Report only how many lines of the records contain the word "advertising".

━━━━━━━━━━━━━━━━

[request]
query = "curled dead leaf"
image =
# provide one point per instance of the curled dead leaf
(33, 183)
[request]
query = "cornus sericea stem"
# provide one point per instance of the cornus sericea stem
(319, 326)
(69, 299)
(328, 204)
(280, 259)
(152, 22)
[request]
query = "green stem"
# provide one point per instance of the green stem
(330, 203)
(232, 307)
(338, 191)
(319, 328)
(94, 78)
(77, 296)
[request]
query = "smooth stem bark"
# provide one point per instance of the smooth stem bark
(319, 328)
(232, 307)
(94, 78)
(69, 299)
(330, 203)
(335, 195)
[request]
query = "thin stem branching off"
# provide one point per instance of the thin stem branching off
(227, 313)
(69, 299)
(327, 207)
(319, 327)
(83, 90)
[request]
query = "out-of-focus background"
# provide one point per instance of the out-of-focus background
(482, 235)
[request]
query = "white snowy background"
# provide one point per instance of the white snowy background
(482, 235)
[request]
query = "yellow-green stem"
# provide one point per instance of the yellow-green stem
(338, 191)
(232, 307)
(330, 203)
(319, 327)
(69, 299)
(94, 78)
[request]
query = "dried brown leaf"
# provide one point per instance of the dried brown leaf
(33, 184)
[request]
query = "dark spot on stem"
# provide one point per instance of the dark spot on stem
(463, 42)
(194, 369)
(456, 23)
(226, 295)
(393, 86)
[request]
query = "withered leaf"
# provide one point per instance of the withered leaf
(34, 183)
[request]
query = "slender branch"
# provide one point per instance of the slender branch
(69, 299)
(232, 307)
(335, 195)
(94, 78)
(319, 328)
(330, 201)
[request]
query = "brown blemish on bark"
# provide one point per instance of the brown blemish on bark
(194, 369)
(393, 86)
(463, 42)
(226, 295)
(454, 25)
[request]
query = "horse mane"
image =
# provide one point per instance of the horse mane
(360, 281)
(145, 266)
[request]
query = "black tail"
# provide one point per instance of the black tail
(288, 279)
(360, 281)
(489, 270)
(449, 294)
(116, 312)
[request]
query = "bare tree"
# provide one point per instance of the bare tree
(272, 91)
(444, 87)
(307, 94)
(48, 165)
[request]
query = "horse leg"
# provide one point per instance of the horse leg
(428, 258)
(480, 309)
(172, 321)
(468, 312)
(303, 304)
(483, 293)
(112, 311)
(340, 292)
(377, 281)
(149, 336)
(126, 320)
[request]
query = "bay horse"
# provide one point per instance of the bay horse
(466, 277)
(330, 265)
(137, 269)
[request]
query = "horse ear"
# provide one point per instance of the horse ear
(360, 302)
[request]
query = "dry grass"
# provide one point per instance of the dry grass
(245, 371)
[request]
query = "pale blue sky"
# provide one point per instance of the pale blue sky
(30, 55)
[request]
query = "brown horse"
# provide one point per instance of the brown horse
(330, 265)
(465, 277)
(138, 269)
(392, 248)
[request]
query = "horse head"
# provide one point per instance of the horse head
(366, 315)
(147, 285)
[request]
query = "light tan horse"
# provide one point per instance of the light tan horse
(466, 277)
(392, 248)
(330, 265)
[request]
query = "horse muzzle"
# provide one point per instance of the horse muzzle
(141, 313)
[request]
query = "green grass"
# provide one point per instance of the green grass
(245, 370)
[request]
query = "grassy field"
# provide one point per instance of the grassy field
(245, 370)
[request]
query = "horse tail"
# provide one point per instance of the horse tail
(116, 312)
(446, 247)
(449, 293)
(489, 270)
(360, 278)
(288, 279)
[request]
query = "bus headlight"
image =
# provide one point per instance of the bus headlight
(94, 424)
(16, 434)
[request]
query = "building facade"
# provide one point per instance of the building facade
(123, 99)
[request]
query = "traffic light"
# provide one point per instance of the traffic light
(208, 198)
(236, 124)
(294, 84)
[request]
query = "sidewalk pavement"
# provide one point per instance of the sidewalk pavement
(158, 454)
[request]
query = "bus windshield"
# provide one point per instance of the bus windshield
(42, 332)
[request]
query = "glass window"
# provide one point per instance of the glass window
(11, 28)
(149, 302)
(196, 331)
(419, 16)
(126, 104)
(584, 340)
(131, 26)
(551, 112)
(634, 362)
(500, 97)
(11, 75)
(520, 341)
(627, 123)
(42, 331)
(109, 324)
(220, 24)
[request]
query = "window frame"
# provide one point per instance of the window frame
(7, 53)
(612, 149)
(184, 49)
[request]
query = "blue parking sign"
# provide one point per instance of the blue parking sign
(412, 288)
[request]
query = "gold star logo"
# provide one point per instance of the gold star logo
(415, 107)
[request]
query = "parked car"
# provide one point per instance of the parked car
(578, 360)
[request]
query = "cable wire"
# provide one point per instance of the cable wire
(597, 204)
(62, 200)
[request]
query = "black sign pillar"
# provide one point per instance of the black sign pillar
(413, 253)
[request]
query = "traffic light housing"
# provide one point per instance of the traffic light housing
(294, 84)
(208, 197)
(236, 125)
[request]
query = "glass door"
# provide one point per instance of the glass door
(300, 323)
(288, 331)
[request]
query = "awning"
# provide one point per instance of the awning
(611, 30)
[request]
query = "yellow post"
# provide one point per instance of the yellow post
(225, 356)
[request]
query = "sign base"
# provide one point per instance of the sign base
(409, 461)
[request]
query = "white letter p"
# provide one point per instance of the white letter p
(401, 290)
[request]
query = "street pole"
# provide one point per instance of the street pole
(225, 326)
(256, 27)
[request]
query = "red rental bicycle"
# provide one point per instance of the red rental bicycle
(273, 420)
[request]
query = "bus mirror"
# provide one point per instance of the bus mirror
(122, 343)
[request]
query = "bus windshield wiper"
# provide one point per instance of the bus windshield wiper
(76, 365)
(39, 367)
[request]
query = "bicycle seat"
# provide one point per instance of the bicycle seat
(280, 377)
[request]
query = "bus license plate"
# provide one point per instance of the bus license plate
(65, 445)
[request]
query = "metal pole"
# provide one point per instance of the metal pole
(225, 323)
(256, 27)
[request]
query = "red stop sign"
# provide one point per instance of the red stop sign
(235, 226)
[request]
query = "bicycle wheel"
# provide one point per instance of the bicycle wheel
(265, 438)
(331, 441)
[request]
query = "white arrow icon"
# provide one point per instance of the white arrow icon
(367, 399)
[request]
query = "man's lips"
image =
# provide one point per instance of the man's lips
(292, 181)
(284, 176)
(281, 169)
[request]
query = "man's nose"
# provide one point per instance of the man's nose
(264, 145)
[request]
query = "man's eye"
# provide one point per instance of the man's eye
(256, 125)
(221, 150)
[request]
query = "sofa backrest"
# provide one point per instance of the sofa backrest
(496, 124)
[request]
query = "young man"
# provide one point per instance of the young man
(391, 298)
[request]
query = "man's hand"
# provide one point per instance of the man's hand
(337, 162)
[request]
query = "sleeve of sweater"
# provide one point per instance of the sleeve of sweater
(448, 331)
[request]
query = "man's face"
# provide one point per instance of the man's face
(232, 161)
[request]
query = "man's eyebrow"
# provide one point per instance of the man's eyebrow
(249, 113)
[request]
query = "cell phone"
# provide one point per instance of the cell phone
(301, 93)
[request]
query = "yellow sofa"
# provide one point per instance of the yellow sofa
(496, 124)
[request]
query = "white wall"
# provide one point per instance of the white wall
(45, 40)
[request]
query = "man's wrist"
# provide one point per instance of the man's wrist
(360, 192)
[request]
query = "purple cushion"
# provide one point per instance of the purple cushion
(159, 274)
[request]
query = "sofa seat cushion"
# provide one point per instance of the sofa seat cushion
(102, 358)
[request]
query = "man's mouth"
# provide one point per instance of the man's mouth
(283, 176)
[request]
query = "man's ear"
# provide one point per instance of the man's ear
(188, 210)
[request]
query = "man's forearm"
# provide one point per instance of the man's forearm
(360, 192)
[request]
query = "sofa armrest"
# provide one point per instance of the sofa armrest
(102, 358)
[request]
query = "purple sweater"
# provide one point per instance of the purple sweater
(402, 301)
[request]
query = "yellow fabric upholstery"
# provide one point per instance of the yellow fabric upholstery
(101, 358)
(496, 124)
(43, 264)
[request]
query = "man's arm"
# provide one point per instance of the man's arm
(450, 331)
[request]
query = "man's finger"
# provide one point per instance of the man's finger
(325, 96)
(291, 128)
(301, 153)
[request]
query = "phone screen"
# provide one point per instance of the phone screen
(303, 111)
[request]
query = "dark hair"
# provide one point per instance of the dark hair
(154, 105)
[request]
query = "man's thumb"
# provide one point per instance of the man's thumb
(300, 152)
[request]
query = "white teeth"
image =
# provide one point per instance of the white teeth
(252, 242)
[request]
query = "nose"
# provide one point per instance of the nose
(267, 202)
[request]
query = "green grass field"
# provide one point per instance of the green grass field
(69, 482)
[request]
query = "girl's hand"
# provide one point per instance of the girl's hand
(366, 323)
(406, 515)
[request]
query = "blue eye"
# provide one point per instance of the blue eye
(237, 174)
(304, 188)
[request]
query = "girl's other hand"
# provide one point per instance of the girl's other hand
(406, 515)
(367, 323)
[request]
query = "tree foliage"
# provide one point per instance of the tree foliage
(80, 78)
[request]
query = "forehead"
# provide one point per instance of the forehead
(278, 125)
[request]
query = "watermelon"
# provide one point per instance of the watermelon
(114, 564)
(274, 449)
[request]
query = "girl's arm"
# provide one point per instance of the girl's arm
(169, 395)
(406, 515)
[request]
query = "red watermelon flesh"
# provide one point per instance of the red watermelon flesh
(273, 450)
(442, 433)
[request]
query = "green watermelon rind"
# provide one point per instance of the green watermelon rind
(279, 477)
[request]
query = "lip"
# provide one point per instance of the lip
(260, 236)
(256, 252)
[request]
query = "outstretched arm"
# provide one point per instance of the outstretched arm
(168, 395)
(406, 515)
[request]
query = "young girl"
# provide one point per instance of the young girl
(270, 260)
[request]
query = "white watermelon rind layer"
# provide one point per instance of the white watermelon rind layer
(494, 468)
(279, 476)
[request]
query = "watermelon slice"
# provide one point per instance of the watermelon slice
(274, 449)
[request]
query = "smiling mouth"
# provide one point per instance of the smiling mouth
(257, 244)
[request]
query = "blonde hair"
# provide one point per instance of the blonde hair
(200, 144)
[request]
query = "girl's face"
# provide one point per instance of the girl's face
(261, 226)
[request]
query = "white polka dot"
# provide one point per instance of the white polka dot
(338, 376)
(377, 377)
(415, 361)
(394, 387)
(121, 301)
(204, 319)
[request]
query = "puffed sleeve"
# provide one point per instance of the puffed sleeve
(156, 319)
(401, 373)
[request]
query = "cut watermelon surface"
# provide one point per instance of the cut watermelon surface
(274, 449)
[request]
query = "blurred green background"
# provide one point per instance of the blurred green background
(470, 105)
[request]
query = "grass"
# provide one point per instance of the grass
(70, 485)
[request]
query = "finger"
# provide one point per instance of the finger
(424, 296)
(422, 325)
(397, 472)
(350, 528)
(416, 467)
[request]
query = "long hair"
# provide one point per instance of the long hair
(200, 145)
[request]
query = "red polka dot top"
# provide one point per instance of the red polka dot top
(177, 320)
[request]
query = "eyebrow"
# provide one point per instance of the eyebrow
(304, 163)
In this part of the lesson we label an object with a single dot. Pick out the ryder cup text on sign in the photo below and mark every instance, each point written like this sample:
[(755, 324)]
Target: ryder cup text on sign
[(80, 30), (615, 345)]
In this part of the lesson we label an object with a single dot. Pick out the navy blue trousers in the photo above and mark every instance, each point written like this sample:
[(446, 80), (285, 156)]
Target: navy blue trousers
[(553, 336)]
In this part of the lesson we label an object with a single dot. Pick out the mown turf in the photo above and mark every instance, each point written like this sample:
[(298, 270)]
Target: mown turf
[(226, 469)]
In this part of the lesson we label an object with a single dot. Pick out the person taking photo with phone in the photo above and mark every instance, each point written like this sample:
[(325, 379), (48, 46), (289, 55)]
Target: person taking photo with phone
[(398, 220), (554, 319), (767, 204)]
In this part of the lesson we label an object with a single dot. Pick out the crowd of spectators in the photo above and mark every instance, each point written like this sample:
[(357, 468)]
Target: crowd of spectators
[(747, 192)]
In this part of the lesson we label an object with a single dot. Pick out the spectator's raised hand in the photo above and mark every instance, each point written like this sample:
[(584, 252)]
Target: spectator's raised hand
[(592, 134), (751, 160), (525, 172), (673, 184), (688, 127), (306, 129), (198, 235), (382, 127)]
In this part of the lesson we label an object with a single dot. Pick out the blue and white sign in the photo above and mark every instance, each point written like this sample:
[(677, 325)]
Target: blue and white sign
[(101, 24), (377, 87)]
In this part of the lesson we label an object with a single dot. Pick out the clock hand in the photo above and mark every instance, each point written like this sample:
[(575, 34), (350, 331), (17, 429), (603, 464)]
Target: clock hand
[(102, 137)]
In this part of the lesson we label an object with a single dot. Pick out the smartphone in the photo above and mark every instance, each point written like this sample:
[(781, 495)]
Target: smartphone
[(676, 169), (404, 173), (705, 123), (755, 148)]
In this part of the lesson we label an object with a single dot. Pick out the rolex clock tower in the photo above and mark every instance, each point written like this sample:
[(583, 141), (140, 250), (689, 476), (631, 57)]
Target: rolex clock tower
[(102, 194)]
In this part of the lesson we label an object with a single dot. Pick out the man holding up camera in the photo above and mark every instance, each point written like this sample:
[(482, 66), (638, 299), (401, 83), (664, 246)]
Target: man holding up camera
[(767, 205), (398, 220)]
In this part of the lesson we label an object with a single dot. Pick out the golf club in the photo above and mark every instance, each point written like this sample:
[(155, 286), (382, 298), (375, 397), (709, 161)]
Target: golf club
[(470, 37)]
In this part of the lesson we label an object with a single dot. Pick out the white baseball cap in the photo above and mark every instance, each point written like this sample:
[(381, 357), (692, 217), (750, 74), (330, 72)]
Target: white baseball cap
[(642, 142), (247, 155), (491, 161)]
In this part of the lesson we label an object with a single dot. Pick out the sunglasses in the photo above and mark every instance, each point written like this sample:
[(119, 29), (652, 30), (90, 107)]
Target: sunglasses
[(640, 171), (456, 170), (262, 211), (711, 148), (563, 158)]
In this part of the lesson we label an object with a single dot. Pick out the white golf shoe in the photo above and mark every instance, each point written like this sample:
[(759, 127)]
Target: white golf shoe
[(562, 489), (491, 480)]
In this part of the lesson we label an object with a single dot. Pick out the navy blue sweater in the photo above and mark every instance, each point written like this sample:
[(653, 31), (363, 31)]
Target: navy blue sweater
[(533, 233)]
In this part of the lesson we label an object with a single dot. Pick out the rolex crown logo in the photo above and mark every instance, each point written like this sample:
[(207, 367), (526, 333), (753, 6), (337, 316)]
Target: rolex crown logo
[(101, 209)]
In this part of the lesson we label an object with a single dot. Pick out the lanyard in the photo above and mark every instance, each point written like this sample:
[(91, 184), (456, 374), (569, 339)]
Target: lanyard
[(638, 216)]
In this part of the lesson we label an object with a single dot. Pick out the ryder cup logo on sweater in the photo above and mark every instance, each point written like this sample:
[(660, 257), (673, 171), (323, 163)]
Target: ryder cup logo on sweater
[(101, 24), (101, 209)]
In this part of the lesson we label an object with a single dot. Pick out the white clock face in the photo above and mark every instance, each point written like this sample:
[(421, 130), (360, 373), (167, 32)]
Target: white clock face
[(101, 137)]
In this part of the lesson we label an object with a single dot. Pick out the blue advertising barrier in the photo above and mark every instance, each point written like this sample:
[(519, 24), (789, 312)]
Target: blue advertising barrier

━━━━━━━━━━━━━━━━

• Answer to this task: 2